As someone who grew at a time where email was an unquestioned, decentralized foundation of #FreeSoftware workflows, moves like leave a bad taste in my mouth. I understand how Discourse facilitates onboarding, but the idea of delegating to a central server and using the browser as the sole user interface remains unappealing to me.

Getting old?
in reply to Ludovic Courtès

Mailman is a terrible UX. Spam is out of control (fortunately not visible to list members, but for list admins, it's a huge problem). The problems with mailing list dynamics are well documented, and I'm happy that Discourse has been written explicitly with an eye to mitigating them.
in reply to Ludovic Courtès

GNOME mailing lists have a central server as well, so I don't understand the point. It's not like you could send emails to any random server and have them appear in a list.

In any case, mailing lists are terrible for moderation, onboarding, and spam—just like anything that is based on email. Email is a centralised game, these days, unless you want everything to be marked as spam, and have nobody receive anything.

In any case: you can interact with Discourse via email as well.
in reply to Ludovic Courtès

@ebassi I’ve found Discourse’s onboarding features smart—messages essentially getting you to learn the etiquette, to better understand where the other person is talking from (whether they’re a newcomer or not), and so on. It probably helps lower the barrier to entry and make interactions smoother.

(I find it intriguing though that we need such “social prostheses” in the first place; is the on-line etiquette too different from real-life interactions?)
in reply to Ludovic Courtès

@khinsen @ebassi I like the idea too. Maybe Discourse’s email support goes in that direction? Delta Chat seems to be for small groups, from what I understand.
in reply to Ludovic Courtès

@khinsen @ebassi Do you know if Discourse supports email as a primary way of interaction? Is it possible to interact with a thread without registration on the discourse instance?
in reply to Andrew Tropin

@abcdw @khinsen No, you can't do that. You need to have an account on the Discourse instance.

Depending on the configuration of the instance, you may also need to actually browse it and interact with it a bit to raise your user level, before you can open topics just by sending an email.
in reply to Emmanuele Bassi

@ebassi @khinsen 😔 I really like the way it looks, but don't like the fact that for each interaction with any new project I have to create an account on gitlab/gitea instance to send a simple patch or to comment on the ongoing discussion, it seems that adding one more registration requiring tool will only increase this pain.

•••

Instructions:
(a) Give every person's name that appears in an "in reply to" line of the thread about Discourse and email.
(b) Answer these about the thread about Discourse and email:
(i) What does a reply say you need in order to interact with a Discourse thread?
(ii) Which tool seems to be for small groups?
(iii) In the reply about Mailman, who is spam a huge problem for?
The listing is separate material, unrelated to the thread about Discourse and email.

Rows:
•••

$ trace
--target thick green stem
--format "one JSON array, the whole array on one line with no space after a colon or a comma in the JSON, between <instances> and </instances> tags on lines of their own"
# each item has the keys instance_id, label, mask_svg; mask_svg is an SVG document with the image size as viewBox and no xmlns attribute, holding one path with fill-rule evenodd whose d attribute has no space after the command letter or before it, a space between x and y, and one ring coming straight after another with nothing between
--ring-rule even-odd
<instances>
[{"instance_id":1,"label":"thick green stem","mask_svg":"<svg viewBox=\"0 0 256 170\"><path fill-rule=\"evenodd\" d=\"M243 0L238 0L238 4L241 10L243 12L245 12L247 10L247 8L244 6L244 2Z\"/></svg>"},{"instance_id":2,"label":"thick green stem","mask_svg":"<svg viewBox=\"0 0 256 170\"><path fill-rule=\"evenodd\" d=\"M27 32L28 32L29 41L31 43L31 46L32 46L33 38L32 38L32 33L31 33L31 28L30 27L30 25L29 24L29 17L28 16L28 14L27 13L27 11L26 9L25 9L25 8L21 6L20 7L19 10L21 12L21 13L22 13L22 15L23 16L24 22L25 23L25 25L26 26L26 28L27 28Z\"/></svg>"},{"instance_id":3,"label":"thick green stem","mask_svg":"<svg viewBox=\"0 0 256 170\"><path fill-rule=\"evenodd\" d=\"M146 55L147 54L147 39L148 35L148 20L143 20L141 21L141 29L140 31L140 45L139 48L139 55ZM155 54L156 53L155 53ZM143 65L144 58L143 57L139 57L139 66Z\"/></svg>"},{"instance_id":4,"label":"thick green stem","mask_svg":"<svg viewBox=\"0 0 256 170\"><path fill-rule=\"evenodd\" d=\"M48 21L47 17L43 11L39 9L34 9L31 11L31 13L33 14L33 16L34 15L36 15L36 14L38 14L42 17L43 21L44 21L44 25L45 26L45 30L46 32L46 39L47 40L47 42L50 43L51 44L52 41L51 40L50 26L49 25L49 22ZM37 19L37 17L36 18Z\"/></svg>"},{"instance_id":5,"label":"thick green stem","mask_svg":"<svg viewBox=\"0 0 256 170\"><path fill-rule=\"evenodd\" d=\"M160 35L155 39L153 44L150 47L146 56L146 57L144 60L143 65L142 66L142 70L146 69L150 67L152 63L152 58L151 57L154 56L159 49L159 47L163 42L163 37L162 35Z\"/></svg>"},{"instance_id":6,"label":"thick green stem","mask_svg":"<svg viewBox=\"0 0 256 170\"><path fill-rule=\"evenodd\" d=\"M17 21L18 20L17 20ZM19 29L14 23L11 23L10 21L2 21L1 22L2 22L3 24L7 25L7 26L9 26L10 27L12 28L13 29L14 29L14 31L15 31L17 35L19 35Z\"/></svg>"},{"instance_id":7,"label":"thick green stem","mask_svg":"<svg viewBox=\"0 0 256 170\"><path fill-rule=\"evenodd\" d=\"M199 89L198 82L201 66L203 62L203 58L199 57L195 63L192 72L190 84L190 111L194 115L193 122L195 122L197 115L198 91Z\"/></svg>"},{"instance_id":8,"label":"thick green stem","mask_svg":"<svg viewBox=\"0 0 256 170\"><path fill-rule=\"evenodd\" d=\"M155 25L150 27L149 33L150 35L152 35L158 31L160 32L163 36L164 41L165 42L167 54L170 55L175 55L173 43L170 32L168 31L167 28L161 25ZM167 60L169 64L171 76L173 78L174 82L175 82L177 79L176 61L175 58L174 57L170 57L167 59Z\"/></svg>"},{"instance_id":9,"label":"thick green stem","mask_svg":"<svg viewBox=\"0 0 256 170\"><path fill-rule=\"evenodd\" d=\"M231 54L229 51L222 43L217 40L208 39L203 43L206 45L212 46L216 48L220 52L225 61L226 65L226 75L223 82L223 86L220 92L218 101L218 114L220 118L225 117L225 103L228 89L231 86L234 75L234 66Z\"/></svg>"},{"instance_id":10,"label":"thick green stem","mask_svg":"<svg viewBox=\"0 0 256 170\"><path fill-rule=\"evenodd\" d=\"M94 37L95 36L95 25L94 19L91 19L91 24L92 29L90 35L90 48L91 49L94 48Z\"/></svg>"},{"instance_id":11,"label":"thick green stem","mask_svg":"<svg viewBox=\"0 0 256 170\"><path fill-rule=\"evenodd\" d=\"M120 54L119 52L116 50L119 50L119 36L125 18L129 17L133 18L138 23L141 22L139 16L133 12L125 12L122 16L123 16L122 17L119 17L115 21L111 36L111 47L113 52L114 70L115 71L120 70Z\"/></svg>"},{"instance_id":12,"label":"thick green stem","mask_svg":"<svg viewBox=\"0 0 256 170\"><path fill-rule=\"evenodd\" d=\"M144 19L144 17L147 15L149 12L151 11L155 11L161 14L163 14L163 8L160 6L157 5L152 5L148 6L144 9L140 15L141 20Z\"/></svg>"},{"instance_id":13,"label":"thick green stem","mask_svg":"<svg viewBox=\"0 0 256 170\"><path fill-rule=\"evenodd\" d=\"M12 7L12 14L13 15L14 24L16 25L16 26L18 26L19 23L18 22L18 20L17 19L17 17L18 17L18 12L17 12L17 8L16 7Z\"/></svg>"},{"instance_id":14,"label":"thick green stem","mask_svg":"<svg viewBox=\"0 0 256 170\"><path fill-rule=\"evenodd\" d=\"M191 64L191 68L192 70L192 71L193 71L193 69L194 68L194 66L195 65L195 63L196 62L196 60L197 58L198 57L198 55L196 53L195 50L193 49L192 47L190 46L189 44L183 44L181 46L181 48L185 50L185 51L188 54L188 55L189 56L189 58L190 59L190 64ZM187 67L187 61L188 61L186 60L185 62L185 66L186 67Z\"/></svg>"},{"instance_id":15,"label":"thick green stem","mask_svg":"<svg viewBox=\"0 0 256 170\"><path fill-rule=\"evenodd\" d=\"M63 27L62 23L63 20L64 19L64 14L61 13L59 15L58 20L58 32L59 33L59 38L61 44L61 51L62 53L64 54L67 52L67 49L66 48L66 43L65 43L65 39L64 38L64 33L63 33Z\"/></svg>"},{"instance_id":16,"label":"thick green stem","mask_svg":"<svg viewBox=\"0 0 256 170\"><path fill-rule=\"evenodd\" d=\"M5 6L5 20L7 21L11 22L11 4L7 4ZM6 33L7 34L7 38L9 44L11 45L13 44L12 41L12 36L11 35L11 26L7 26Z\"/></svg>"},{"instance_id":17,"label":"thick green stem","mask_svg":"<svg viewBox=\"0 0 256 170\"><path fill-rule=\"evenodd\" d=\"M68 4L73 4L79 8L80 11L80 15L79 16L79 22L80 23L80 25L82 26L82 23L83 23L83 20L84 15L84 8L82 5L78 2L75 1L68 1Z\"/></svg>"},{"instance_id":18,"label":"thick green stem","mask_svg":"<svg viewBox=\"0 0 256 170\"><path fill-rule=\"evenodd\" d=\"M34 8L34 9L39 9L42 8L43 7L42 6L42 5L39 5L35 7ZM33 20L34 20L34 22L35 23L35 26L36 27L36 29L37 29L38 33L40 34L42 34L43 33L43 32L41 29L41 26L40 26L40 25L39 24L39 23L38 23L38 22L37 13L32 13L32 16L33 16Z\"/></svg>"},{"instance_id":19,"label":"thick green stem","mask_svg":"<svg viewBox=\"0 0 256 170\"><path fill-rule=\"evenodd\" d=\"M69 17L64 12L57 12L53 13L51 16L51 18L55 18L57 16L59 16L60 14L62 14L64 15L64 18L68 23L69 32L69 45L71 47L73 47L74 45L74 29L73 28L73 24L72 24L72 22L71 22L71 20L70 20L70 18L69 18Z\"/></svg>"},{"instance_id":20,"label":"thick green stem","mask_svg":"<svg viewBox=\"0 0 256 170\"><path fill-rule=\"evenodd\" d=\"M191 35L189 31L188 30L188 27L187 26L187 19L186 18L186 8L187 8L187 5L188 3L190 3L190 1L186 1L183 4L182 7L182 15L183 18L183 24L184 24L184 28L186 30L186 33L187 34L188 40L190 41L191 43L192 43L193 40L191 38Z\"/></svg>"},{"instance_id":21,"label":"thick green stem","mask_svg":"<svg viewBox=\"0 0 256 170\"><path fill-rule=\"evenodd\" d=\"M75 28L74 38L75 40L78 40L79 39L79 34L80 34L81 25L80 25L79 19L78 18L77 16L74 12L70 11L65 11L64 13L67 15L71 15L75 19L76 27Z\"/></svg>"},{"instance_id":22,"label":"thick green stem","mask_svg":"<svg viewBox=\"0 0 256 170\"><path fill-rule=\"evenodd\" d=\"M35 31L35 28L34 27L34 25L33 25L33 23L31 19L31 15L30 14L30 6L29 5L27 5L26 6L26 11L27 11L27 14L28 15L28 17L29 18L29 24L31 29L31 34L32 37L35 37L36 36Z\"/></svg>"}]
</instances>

•••

The responses:
(a)
Ludovic Courtès
Andrew Tropin
Emmanuele Bassi

(b)
(i) An account on the Discourse instance
(ii) Delta Chat
(iii) List admins